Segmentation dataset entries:
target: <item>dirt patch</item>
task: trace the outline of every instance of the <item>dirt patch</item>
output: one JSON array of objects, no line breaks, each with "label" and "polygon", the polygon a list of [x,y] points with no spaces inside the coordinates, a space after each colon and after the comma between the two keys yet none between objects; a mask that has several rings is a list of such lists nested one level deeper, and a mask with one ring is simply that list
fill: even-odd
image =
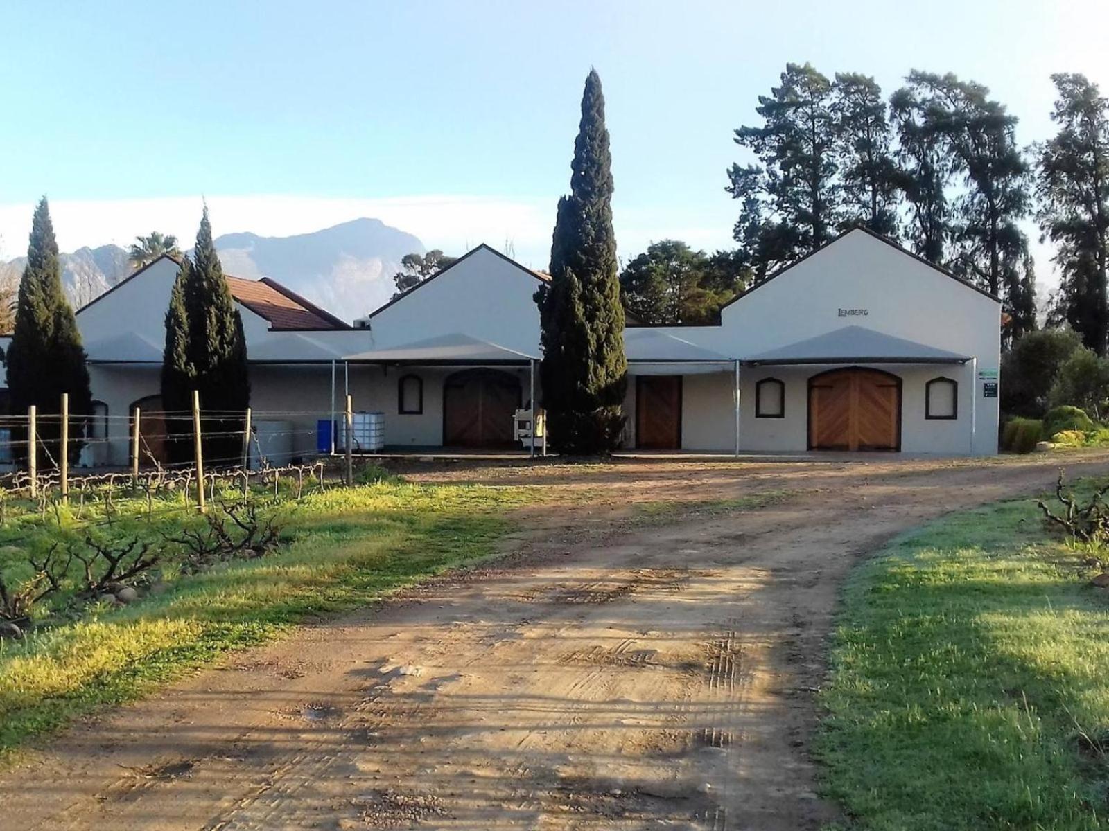
[{"label": "dirt patch", "polygon": [[[1106,454],[1066,461],[1075,476],[1109,469]],[[806,741],[843,576],[927,519],[1050,486],[1058,463],[417,472],[511,484],[530,471],[554,504],[520,513],[494,566],[70,730],[0,777],[6,820],[817,829],[836,810],[815,792]],[[742,506],[763,491],[792,495]],[[735,510],[698,512],[705,500]],[[639,523],[635,503],[658,501],[690,510]]]}]

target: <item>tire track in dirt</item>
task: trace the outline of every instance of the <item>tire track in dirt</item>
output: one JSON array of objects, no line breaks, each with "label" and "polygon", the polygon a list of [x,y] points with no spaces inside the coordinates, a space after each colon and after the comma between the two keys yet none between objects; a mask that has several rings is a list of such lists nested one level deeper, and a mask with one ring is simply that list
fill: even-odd
[{"label": "tire track in dirt", "polygon": [[[1055,472],[843,474],[747,513],[642,529],[623,517],[566,544],[542,534],[498,567],[305,628],[70,730],[0,777],[6,819],[816,829],[836,813],[805,752],[808,690],[843,575],[901,530],[1046,488]],[[546,522],[571,525],[573,510]]]}]

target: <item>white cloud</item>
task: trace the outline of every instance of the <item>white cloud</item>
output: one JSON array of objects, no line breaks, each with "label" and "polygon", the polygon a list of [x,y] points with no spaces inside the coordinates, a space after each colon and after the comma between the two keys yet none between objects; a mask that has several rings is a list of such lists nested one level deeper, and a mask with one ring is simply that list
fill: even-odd
[{"label": "white cloud", "polygon": [[[521,259],[546,260],[554,222],[551,199],[409,196],[385,199],[314,196],[208,196],[215,234],[304,234],[348,219],[373,217],[418,236],[426,246],[461,253],[479,243],[510,242]],[[62,250],[108,243],[126,246],[139,234],[174,234],[186,246],[196,236],[202,197],[58,199],[50,202]],[[0,257],[26,253],[34,206],[0,204]]]}]

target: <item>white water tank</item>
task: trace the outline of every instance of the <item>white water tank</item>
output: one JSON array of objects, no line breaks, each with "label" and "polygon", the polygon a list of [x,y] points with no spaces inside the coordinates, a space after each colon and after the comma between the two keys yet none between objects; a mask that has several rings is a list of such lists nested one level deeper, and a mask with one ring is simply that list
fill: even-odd
[{"label": "white water tank", "polygon": [[[385,413],[352,413],[350,448],[355,453],[377,453],[385,447]],[[346,419],[339,419],[337,453],[346,452]]]}]

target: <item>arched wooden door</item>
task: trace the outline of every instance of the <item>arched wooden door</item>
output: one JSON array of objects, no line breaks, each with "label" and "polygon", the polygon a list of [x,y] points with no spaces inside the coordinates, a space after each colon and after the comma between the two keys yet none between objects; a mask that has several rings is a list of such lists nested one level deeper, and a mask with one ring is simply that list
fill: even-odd
[{"label": "arched wooden door", "polygon": [[520,408],[520,379],[496,369],[467,369],[442,382],[442,443],[510,448]]},{"label": "arched wooden door", "polygon": [[170,449],[166,444],[165,413],[161,396],[147,396],[134,401],[128,408],[128,414],[134,416],[139,408],[139,462],[143,465],[166,464],[170,461]]},{"label": "arched wooden door", "polygon": [[808,379],[810,450],[901,450],[901,378],[833,369]]}]

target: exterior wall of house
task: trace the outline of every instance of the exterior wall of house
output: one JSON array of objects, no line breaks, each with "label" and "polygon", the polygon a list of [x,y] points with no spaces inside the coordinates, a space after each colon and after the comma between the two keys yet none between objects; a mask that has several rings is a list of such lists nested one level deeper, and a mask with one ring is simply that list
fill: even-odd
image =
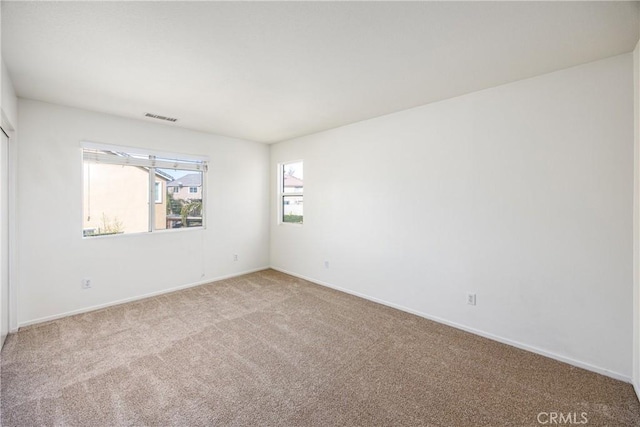
[{"label": "exterior wall of house", "polygon": [[[195,193],[191,193],[189,191],[190,187],[169,187],[173,198],[178,200],[187,200],[187,199],[202,199],[202,186],[198,186],[197,191]],[[175,193],[174,189],[178,188],[178,192]]]},{"label": "exterior wall of house", "polygon": [[83,181],[83,229],[121,224],[125,233],[149,230],[147,171],[135,166],[85,163]]},{"label": "exterior wall of house", "polygon": [[167,228],[167,181],[164,179],[156,179],[156,182],[160,183],[160,194],[162,194],[162,198],[160,199],[160,203],[156,203],[155,227],[156,230],[164,230]]}]

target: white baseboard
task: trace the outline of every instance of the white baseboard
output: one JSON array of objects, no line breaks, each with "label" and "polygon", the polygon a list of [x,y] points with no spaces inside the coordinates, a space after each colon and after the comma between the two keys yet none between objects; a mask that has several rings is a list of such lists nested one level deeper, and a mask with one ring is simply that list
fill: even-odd
[{"label": "white baseboard", "polygon": [[[456,329],[461,329],[463,331],[470,332],[470,333],[472,333],[474,335],[479,335],[481,337],[488,338],[488,339],[493,340],[493,341],[498,341],[500,343],[507,344],[507,345],[510,345],[512,347],[517,347],[519,349],[530,351],[532,353],[536,353],[536,354],[539,354],[541,356],[545,356],[545,357],[548,357],[548,358],[551,358],[551,359],[554,359],[554,360],[558,360],[560,362],[568,363],[569,365],[573,365],[573,366],[576,366],[578,368],[586,369],[587,371],[595,372],[597,374],[605,375],[607,377],[614,378],[616,380],[620,380],[620,381],[624,381],[626,383],[633,384],[633,382],[631,380],[631,377],[629,377],[627,375],[624,375],[624,374],[620,374],[618,372],[613,372],[613,371],[610,371],[608,369],[601,368],[601,367],[595,366],[595,365],[591,365],[589,363],[581,362],[579,360],[572,359],[572,358],[566,357],[566,356],[562,356],[562,355],[559,355],[559,354],[556,354],[556,353],[553,353],[553,352],[550,352],[550,351],[547,351],[547,350],[543,350],[543,349],[535,347],[535,346],[524,344],[524,343],[521,343],[521,342],[518,342],[518,341],[513,341],[511,339],[503,338],[503,337],[498,336],[498,335],[493,335],[493,334],[491,334],[489,332],[481,331],[479,329],[475,329],[475,328],[472,328],[472,327],[469,327],[469,326],[466,326],[466,325],[462,325],[460,323],[452,322],[450,320],[443,319],[441,317],[432,316],[430,314],[423,313],[423,312],[418,311],[418,310],[414,310],[414,309],[411,309],[411,308],[408,308],[408,307],[404,307],[402,305],[395,304],[395,303],[392,303],[392,302],[389,302],[389,301],[385,301],[385,300],[382,300],[382,299],[379,299],[379,298],[375,298],[375,297],[372,297],[372,296],[369,296],[369,295],[361,294],[359,292],[355,292],[355,291],[352,291],[350,289],[342,288],[340,286],[335,286],[335,285],[332,285],[331,283],[327,283],[327,282],[323,282],[321,280],[317,280],[317,279],[313,279],[313,278],[310,278],[310,277],[306,277],[306,276],[303,276],[301,274],[297,274],[297,273],[293,273],[291,271],[284,270],[282,268],[278,268],[278,267],[274,267],[274,266],[271,266],[271,268],[274,269],[274,270],[280,271],[282,273],[288,274],[290,276],[294,276],[294,277],[298,277],[300,279],[307,280],[307,281],[315,283],[317,285],[326,286],[327,288],[332,288],[332,289],[338,290],[340,292],[344,292],[344,293],[347,293],[347,294],[350,294],[350,295],[354,295],[354,296],[357,296],[357,297],[360,297],[360,298],[364,298],[364,299],[369,300],[369,301],[376,302],[378,304],[386,305],[388,307],[392,307],[392,308],[395,308],[395,309],[398,309],[398,310],[401,310],[401,311],[405,311],[407,313],[415,314],[416,316],[424,317],[425,319],[433,320],[434,322],[442,323],[444,325],[451,326],[451,327],[456,328]],[[634,385],[634,388],[636,388],[635,384],[633,384],[633,385]],[[636,388],[636,394],[638,394],[638,396],[640,397],[640,393],[638,393],[638,388]]]},{"label": "white baseboard", "polygon": [[114,305],[120,305],[120,304],[124,304],[124,303],[127,303],[127,302],[138,301],[138,300],[155,297],[155,296],[162,295],[162,294],[168,294],[170,292],[179,291],[181,289],[192,288],[194,286],[200,286],[200,285],[204,285],[204,284],[211,283],[211,282],[218,282],[220,280],[230,279],[232,277],[238,277],[238,276],[243,276],[243,275],[249,274],[249,273],[255,273],[256,271],[267,270],[268,268],[270,268],[270,267],[254,268],[254,269],[242,271],[242,272],[239,272],[239,273],[227,274],[225,276],[218,276],[218,277],[209,278],[209,279],[206,279],[206,280],[200,280],[200,281],[194,282],[194,283],[188,283],[186,285],[180,285],[180,286],[175,286],[173,288],[162,289],[160,291],[150,292],[150,293],[143,294],[143,295],[138,295],[138,296],[135,296],[135,297],[123,298],[123,299],[120,299],[120,300],[111,301],[111,302],[104,303],[104,304],[92,305],[90,307],[83,307],[83,308],[79,308],[77,310],[71,310],[71,311],[67,311],[67,312],[64,312],[64,313],[54,314],[54,315],[51,315],[51,316],[40,317],[38,319],[28,320],[26,322],[19,323],[18,324],[18,330],[20,328],[24,328],[25,326],[31,326],[31,325],[36,325],[38,323],[49,322],[51,320],[61,319],[63,317],[68,317],[68,316],[74,316],[76,314],[87,313],[89,311],[101,310],[103,308],[111,307],[111,306],[114,306]]}]

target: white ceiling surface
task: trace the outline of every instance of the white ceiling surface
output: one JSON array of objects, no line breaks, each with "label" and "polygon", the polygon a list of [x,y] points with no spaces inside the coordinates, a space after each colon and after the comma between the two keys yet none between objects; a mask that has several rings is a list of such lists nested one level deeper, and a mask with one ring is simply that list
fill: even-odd
[{"label": "white ceiling surface", "polygon": [[24,98],[276,142],[629,52],[638,13],[637,2],[2,1],[2,55]]}]

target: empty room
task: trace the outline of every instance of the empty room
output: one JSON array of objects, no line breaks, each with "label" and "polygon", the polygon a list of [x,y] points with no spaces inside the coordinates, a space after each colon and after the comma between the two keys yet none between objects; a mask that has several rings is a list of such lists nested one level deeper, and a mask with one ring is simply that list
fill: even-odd
[{"label": "empty room", "polygon": [[0,14],[0,425],[640,426],[639,2]]}]

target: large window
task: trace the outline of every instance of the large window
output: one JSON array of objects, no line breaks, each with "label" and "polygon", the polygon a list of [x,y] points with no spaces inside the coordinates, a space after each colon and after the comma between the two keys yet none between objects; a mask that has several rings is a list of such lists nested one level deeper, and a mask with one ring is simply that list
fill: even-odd
[{"label": "large window", "polygon": [[302,161],[282,163],[279,167],[280,222],[302,224],[303,210],[303,167]]},{"label": "large window", "polygon": [[90,143],[82,151],[83,236],[204,226],[205,158]]}]

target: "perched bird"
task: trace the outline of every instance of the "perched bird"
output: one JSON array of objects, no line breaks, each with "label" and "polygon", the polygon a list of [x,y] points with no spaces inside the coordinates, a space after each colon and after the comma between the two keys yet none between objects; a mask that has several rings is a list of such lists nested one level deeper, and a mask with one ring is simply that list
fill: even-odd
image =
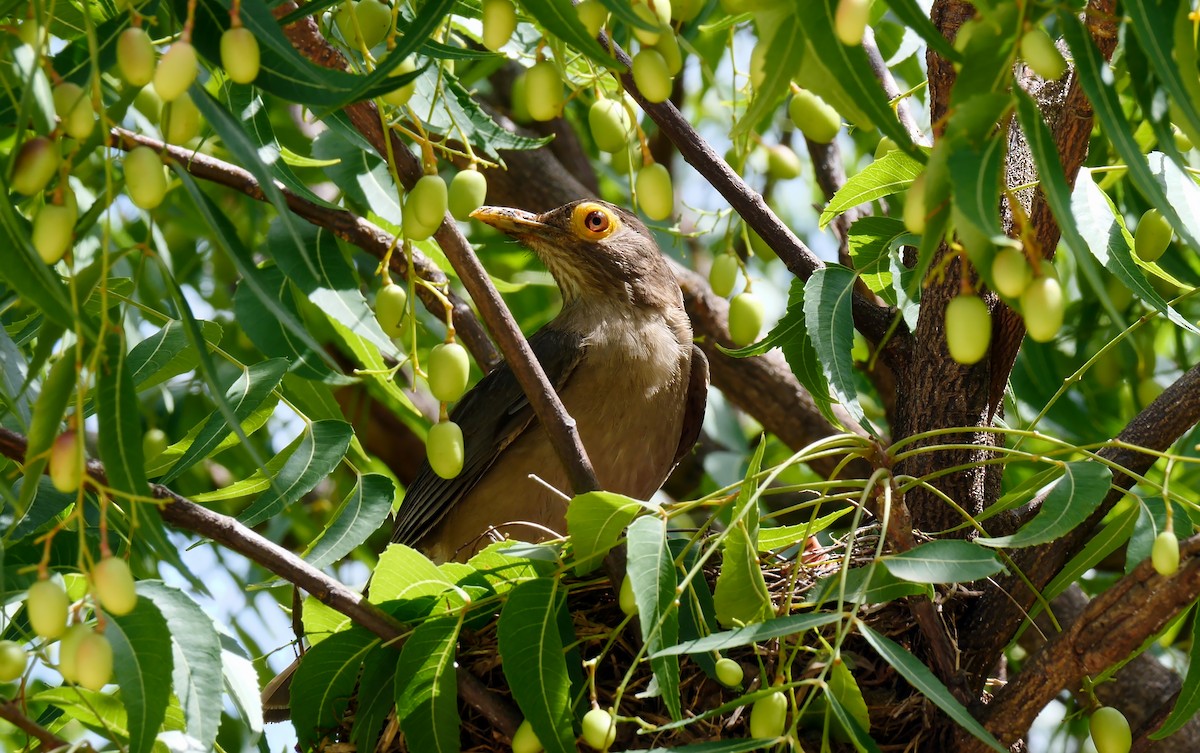
[{"label": "perched bird", "polygon": [[[600,487],[648,499],[696,442],[708,387],[708,361],[691,342],[679,284],[649,230],[598,200],[542,215],[485,206],[472,217],[548,267],[563,308],[529,345],[575,418]],[[463,432],[462,472],[448,481],[426,463],[401,502],[392,541],[446,561],[469,558],[490,531],[526,540],[565,531],[566,474],[508,365],[450,418]],[[538,528],[509,526],[516,523]]]}]

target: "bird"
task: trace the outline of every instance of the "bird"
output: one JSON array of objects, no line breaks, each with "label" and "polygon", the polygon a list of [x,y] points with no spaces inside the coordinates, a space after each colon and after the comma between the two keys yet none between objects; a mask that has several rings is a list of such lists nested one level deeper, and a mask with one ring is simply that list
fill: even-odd
[{"label": "bird", "polygon": [[[482,206],[472,217],[546,265],[562,309],[529,347],[576,422],[600,487],[649,499],[696,444],[708,361],[654,236],[599,199],[533,213]],[[426,460],[400,505],[392,541],[437,562],[464,561],[498,532],[540,541],[565,531],[571,487],[516,376],[502,362],[450,411],[463,466]]]}]

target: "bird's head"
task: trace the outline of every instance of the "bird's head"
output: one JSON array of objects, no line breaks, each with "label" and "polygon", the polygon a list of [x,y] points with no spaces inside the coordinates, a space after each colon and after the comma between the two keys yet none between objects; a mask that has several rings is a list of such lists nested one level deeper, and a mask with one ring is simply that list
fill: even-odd
[{"label": "bird's head", "polygon": [[632,213],[596,199],[541,215],[482,206],[470,215],[532,248],[563,290],[563,303],[623,300],[670,306],[679,288],[658,245]]}]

### SHORT PROBLEM
Pull out every line in the entries above that contains the word "window".

### ANSWER
target: large window
task: trace the outline of every instance of the large window
[{"label": "large window", "polygon": [[302,161],[282,163],[279,167],[280,222],[302,224],[303,210],[303,167]]},{"label": "large window", "polygon": [[90,143],[82,151],[83,236],[204,226],[205,158]]}]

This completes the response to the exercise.